* [What to work on]:
The expected output is the data below, character for character, without its pictures.

* [Records]:
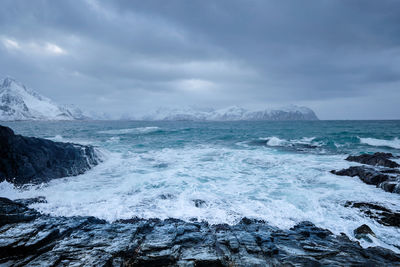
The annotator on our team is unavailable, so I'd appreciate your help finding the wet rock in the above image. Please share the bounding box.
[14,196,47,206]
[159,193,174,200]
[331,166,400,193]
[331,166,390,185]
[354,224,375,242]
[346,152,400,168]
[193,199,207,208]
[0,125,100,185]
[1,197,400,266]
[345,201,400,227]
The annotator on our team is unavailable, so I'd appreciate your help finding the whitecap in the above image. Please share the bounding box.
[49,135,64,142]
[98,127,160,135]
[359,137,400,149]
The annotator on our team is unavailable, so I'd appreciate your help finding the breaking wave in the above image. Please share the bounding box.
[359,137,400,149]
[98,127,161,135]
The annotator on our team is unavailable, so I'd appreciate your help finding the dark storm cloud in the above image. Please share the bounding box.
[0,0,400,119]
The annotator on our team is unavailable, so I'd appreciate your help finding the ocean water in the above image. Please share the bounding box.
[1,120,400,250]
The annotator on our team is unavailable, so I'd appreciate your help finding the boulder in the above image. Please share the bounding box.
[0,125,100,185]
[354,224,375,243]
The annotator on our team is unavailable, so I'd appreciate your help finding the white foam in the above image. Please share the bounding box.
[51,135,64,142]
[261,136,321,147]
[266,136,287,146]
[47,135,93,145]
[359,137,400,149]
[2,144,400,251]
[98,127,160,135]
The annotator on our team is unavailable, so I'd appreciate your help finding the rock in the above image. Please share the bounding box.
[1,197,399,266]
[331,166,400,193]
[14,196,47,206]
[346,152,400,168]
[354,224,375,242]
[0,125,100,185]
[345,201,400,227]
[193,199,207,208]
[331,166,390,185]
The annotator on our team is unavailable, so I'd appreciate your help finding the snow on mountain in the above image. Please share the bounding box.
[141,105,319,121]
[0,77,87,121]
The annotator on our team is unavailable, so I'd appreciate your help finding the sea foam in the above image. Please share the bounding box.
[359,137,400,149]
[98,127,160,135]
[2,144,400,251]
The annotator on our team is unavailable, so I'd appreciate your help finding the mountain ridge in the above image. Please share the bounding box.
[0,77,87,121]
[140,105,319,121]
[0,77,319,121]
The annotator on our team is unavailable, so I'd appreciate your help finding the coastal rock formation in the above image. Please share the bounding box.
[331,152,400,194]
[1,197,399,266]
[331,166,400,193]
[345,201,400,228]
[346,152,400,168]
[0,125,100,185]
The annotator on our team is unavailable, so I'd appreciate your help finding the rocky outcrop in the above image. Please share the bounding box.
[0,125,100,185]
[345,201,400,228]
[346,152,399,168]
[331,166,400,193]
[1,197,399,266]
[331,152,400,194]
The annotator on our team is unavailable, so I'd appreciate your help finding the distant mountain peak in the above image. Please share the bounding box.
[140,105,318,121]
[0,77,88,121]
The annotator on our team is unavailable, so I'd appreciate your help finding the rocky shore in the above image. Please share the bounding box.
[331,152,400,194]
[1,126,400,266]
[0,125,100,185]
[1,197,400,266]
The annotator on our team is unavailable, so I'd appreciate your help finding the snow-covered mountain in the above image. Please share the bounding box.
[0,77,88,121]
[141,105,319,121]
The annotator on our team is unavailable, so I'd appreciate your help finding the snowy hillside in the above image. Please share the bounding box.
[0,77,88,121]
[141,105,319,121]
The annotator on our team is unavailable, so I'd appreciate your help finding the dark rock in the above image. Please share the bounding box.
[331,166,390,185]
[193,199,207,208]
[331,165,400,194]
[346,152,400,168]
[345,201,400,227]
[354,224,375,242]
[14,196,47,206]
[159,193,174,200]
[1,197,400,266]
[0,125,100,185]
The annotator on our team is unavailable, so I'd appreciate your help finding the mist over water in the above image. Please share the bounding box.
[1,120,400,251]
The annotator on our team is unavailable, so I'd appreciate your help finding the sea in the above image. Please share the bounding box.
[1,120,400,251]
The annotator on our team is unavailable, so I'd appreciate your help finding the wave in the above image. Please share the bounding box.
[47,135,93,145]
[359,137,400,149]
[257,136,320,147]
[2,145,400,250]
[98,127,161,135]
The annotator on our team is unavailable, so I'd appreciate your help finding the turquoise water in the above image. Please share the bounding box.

* [Reply]:
The annotator on our team is unavailable, so I'd appreciate your help finding the wet rock in the above image. Please share the bounding box.
[14,196,47,206]
[159,193,174,200]
[331,166,400,193]
[331,166,390,185]
[354,224,375,242]
[346,152,400,168]
[193,199,207,208]
[0,125,100,185]
[1,197,400,266]
[345,201,400,227]
The annotator on our team is unavailable, so I'd appreciate your help finding the whitecap in the above image. Please share the bounding box.
[49,135,64,142]
[98,127,160,135]
[359,137,400,149]
The annotator on our team is unavailable, so I'd appreciate your help finding the breaking wave in the above image. Please share the bounding box.
[359,137,400,149]
[98,127,161,135]
The annotator on our team is unavailable, so I'd appreciate your help finding the dark storm cloud in the above image. Please share the bounding box.
[0,0,400,119]
The annotator on our team is unavailable, so I'd appreciate your help finding the ocean water in the above image. Please share the bounding box.
[1,120,400,250]
The annotator on our team is unavailable, so I'd appreciate your help finding the boulder in the above image. Please share the bounding box.
[0,125,100,185]
[354,224,375,243]
The annotator on our team is unavailable, so I'd appreciate your help finding the white foam in the above image. Please share the bounding box.
[51,135,64,142]
[261,136,321,147]
[266,136,287,146]
[47,135,93,145]
[359,137,400,149]
[2,144,400,251]
[98,127,160,135]
The annotator on our team is unavailable, so I'd appreciate your help finding the rock in the above image. Please share the bounding box.
[1,197,399,266]
[331,166,400,193]
[14,196,47,206]
[346,152,400,168]
[354,224,375,242]
[0,125,100,185]
[345,201,400,227]
[193,199,207,208]
[331,166,390,185]
The annotator on our team is unavailable, so I'd appreciate your help finding the snow on mountain in the above image. Please share the bounding box.
[141,105,319,121]
[0,77,87,121]
The annotator on our team is unavailable, so I'd appreciate your help finding the sea foam in the above image. Please share the bounding box.
[359,137,400,149]
[98,127,160,135]
[2,144,400,251]
The annotator on our team is unavailable, so I'd appreciate your help finding the mountain ridge in the above image. Please share the bounding box.
[0,77,87,121]
[140,105,319,121]
[0,77,319,121]
The annotator on our team is unavailable, so I'd appreciate your help finding the coastal rock formation in the above image. Please share the bounding box.
[331,152,400,194]
[1,197,399,266]
[331,166,400,193]
[345,201,400,228]
[346,152,400,168]
[0,125,100,185]
The annotator on our team is unavailable, so I'd appreciate your help finding the rocky outcrop in the above image. Please share the bounding box.
[0,125,100,185]
[345,201,400,228]
[346,152,399,168]
[331,166,400,193]
[1,197,399,266]
[331,152,400,194]
The annotator on our team is unavailable, so I'd appreciate your help finding the distant mountain peak in the above image. Please share the bounding box.
[140,105,318,121]
[0,77,88,121]
The annotator on our team is unavailable, so I'd appreciate your help finding the rocky shore in the above image. Please share the bounding box.
[331,152,400,194]
[1,126,400,266]
[0,125,100,185]
[1,197,400,266]
The annotator on our team is unavailable, so I'd appreciate your help finding the snow-covered mountain in the above image. Please share the bounding box.
[0,77,88,121]
[141,105,319,121]
The annotator on our team is unavailable, so I'd appreciate your help finding the snowy hillside in the above image. Please share the bounding box.
[0,77,88,121]
[141,105,319,121]
The annotator on our team is unavailable, so I'd appreciate your help finding the dark rock in the above image. Please share the bounding box.
[331,166,390,185]
[193,199,207,208]
[331,165,400,194]
[346,152,400,168]
[345,201,400,227]
[354,224,375,242]
[14,196,47,206]
[159,193,174,200]
[1,197,400,266]
[0,125,100,185]
The annotator on our team is unavailable, so I'd appreciate your help finding the mist over water in the above image. Please share the bounding box.
[1,120,400,251]
The annotator on our team is unavailable, so I'd appreciate your help finding the sea in the above image. Please share the bounding box.
[1,120,400,251]
The annotator on our team is unavailable, so I'd appreciate your help finding the wave in the above image. Please share the bounding box.
[47,135,93,145]
[359,137,400,149]
[257,136,320,147]
[2,145,400,250]
[98,127,161,135]
The annotator on our team is unavailable, so I'd appreciate your help finding the turquoise water in the above image. Please share the bounding box.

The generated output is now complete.